EXTRACT >>
::::
As I wrote last week, we’ve been thinking about spiritual disciplines. I think many of us who struggle to keep up with regular, persistent prayer, find it much easier when we’re in a panic over something. My child is being bullied, or my husband might lose his job, or my mum has had some worrying test results. At these times, I don’t struggle to remember to make time to pray. It’s my priority. But when things are just pootling along nicely, I soon forget those concerns about provision or life and death, and then I might find my prayer time slips down the “to do” list.

So rather than “oscillating between panic and torpor,” would it not be better for my relationship with the Lord and with everyone around me (as well as my own sanity) if I chose secret option C? Perhaps we could call it Readiness. If I’m praying regularly for people I love, and thanking God for his ongoing provision, and asking him to help me serve him better, and the million other things there are to pray about, then when the air raid siren goes off I won’t be running around scrabbling to find shelter. I’ll be ready. I’m aware I’ve moved into a war metaphor now instead of an unemployment metaphor. Maybe it’s because I’m reading a book about Churchill, (did I mentioned that?) or maybe it’s because God uses a war metaphor when it comes keeping going in the Christian life:

Therefore put on the full armour of God, so that when the day of evil comes, you may be able to stand your ground, and after you have done everything, to stand. Stand firm then, with the belt of truth buckled round your waist, with the breastplate of righteousness in place, and with your feet fitted with the readiness that comes from the gospel of peace.  In addition to all this, take up the shield of faith, with which you can extinguish all the flaming arrows of the evil one.  Take the helmet of salvation and the sword of the Spirit, which is the word of God.
And pray in the Spirit on all occasions with all kinds of prayers and requests. With this in mind, be alert and always keep on praying for all the Lord’s people. (Ephesians 6)

Let’s put on the armour of God, so that when the unexpected happens (bullyinh, bereavement, redundancy), or even just the everyday stuff (tantrums, tummy bugs, mess) we can stand firm and not run around like headless chickens, as though we don’t have an awesome and powerful God who is in control of even this.
::::
SUPPLIED DATA >>
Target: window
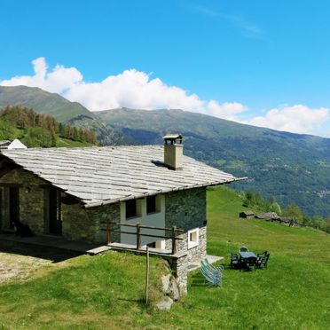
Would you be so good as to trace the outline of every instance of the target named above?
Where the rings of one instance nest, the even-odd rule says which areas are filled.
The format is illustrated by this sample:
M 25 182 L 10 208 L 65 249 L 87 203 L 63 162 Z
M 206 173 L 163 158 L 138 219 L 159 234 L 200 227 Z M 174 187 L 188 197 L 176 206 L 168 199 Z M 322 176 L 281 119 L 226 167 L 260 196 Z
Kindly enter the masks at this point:
M 199 229 L 192 229 L 188 232 L 188 248 L 197 247 L 199 245 Z
M 146 213 L 156 212 L 156 196 L 148 196 L 146 198 Z
M 126 219 L 137 216 L 137 200 L 126 201 Z

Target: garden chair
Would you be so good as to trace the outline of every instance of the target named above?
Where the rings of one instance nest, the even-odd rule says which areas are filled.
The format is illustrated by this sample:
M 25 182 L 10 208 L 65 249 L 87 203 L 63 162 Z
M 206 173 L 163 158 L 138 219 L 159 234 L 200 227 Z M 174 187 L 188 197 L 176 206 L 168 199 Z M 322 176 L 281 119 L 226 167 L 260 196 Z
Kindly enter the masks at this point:
M 239 251 L 240 252 L 248 252 L 248 248 L 247 248 L 247 247 L 240 247 L 240 248 L 239 248 Z
M 215 266 L 210 265 L 205 261 L 201 261 L 200 271 L 208 286 L 219 286 L 221 284 L 223 274 L 220 271 L 215 270 Z M 212 266 L 212 267 L 210 267 Z
M 240 268 L 240 259 L 239 255 L 236 253 L 231 253 L 231 268 L 238 269 Z
M 258 255 L 256 258 L 256 267 L 267 269 L 267 263 L 270 255 L 271 254 L 267 251 L 264 251 L 263 253 Z
M 209 263 L 209 261 L 208 260 L 208 258 L 205 258 L 205 259 L 204 259 L 204 262 L 205 262 L 205 263 L 206 263 L 209 268 L 214 269 L 216 271 L 220 271 L 220 272 L 224 271 L 224 266 L 222 266 L 222 265 L 216 266 L 216 265 L 214 265 L 214 264 L 212 264 L 212 263 Z

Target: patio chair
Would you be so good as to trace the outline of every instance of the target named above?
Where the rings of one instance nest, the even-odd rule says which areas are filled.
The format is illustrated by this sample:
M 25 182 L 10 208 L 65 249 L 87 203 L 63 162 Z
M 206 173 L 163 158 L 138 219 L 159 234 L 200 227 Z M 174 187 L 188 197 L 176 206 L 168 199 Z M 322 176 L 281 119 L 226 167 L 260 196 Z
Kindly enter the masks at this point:
M 262 254 L 259 254 L 256 258 L 256 267 L 257 268 L 265 268 L 267 269 L 268 259 L 270 258 L 270 253 L 264 251 Z
M 219 286 L 221 284 L 223 274 L 220 271 L 215 270 L 215 266 L 201 261 L 200 271 L 208 286 Z M 210 267 L 212 266 L 212 267 Z
M 239 255 L 236 253 L 231 253 L 231 268 L 238 269 L 240 268 L 240 264 Z
M 209 267 L 210 269 L 213 269 L 215 271 L 220 271 L 220 272 L 224 271 L 224 266 L 222 265 L 216 266 L 212 263 L 209 263 L 209 261 L 208 260 L 208 258 L 205 258 L 204 262 L 208 265 L 208 267 Z
M 239 251 L 240 252 L 248 252 L 248 248 L 247 248 L 247 247 L 240 247 L 240 248 L 239 248 Z

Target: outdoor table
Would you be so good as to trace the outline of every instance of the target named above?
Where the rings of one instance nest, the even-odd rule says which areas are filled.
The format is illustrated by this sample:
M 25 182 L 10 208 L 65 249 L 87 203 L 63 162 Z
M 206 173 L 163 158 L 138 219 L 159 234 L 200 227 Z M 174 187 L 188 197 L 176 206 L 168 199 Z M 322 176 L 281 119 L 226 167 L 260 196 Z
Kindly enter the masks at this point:
M 255 257 L 256 259 L 256 255 L 253 252 L 248 251 L 248 252 L 239 252 L 239 253 L 241 258 L 243 259 L 251 258 L 251 257 Z
M 256 263 L 256 255 L 253 252 L 239 252 L 240 255 L 240 263 L 243 268 L 247 268 L 247 270 L 250 271 L 251 267 L 255 269 Z

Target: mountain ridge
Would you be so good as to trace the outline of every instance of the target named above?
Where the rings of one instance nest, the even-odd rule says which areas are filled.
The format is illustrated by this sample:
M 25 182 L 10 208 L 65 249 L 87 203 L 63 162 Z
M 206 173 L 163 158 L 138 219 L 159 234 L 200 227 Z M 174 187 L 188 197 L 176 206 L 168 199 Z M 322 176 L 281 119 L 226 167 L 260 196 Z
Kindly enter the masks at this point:
M 4 89 L 7 90 L 6 98 Z M 35 93 L 43 98 L 36 101 Z M 185 154 L 236 177 L 249 177 L 233 185 L 236 189 L 274 197 L 284 206 L 296 203 L 309 216 L 330 215 L 329 138 L 254 127 L 180 109 L 90 112 L 81 106 L 76 110 L 75 103 L 54 93 L 26 86 L 0 86 L 0 107 L 8 101 L 21 104 L 22 100 L 28 107 L 37 104 L 38 112 L 46 114 L 54 109 L 54 102 L 55 106 L 60 102 L 58 118 L 94 130 L 104 145 L 162 144 L 166 133 L 183 134 Z M 67 111 L 71 106 L 75 111 Z

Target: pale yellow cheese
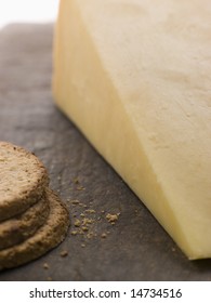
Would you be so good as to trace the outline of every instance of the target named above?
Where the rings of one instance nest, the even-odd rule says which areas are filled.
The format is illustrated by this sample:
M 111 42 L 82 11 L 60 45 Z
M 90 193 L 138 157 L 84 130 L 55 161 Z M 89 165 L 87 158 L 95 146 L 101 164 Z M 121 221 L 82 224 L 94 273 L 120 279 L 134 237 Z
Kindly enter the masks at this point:
M 185 254 L 211 256 L 210 0 L 62 0 L 53 93 Z

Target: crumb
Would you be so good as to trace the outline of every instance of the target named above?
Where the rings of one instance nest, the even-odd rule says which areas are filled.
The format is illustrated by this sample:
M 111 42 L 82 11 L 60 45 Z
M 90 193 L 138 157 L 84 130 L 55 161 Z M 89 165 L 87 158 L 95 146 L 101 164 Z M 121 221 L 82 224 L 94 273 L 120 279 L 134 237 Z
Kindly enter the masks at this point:
M 92 232 L 90 232 L 88 235 L 87 235 L 87 238 L 88 239 L 91 239 L 91 238 L 93 238 L 94 237 L 94 233 L 92 233 Z
M 62 256 L 62 258 L 65 258 L 65 256 L 67 256 L 67 255 L 68 255 L 68 251 L 67 251 L 67 250 L 61 251 L 61 256 Z
M 75 225 L 76 227 L 79 227 L 80 224 L 81 224 L 81 223 L 80 223 L 80 220 L 78 220 L 78 219 L 74 222 L 74 225 Z
M 109 223 L 111 223 L 113 225 L 115 224 L 115 222 L 119 219 L 119 215 L 120 215 L 120 212 L 116 213 L 116 214 L 111 214 L 111 213 L 108 213 L 106 215 L 106 219 Z
M 85 187 L 83 187 L 82 185 L 79 185 L 79 186 L 76 187 L 76 189 L 77 190 L 83 190 L 83 189 L 85 189 Z
M 76 236 L 77 234 L 78 234 L 77 230 L 72 230 L 72 232 L 71 232 L 71 235 L 72 235 L 72 236 Z
M 94 209 L 87 209 L 84 212 L 87 212 L 87 213 L 95 213 L 95 210 Z
M 79 201 L 79 200 L 71 200 L 71 203 L 72 203 L 74 206 L 77 206 L 77 205 L 80 203 L 80 201 Z
M 101 237 L 102 237 L 103 239 L 105 239 L 105 238 L 107 237 L 107 234 L 106 234 L 106 233 L 103 233 L 103 234 L 101 235 Z
M 44 269 L 49 269 L 49 268 L 50 268 L 49 264 L 48 264 L 48 263 L 44 263 L 44 264 L 43 264 L 43 268 L 44 268 Z
M 79 183 L 80 183 L 78 176 L 75 176 L 75 177 L 72 179 L 72 182 L 74 182 L 75 184 L 79 184 Z
M 84 219 L 82 220 L 82 225 L 92 224 L 93 222 L 94 222 L 94 220 L 84 218 Z
M 89 228 L 88 228 L 87 226 L 82 226 L 82 230 L 83 230 L 83 232 L 88 232 Z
::::
COMPLETE THE FOLLOWING >>
#1 In the extract on prayer, what name does the writer suggest for "secret option C"?
#2 Update the entries from the line with "Target: mountain ridge" up to and including the line with "M 185 254 L 211 256 L 210 0 L 62 0 L 53 93 Z", replacing "Kindly" with "Please" and keeping everything else unchanged. Return only those lines, and leave the pictures out.

RESPONSES BY TASK >>
#1 Readiness

#2
Target: mountain ridge
Would you be so good as to trace the outline of every instance of the target named above?
Where the rings of one instance nest, the even-odd rule says which areas are filled.
The format is illustrated by this sample:
M 25 182 L 10 208 L 65 249 L 87 203 L 63 162 Z
M 206 173 L 163 158 L 138 219 L 159 234 L 200 227 Z M 174 187 L 188 197 L 176 206 L 168 199 Z M 322 176 L 281 119 L 226 167 L 260 196 Z
Please enter the masks at this point:
M 4 89 L 7 90 L 6 98 Z M 35 93 L 43 98 L 36 101 Z M 185 154 L 236 177 L 249 177 L 233 185 L 236 189 L 274 197 L 284 206 L 296 203 L 309 216 L 330 215 L 329 138 L 254 127 L 180 109 L 90 112 L 81 106 L 76 110 L 75 103 L 54 93 L 26 86 L 0 86 L 0 107 L 8 101 L 21 104 L 22 100 L 28 107 L 37 104 L 38 112 L 46 114 L 54 109 L 54 102 L 55 106 L 60 102 L 58 118 L 94 130 L 104 145 L 162 144 L 166 133 L 183 134 Z M 67 111 L 71 106 L 75 111 Z

Target: pale yellow cheese
Would you be so good as to trace the outline of every instance of the target named above?
Where the rings of one instance nest, the even-odd rule says which areas are filled.
The format is illustrated by this sample:
M 111 42 L 82 11 L 60 45 Z
M 90 193 L 138 157 L 84 130 L 55 161 Z M 89 165 L 87 158 L 95 146 L 101 164 Z M 121 221 L 82 224 L 94 273 L 120 279 L 134 237 Z
Please enter the masks at this point:
M 185 254 L 211 256 L 210 0 L 62 0 L 53 93 Z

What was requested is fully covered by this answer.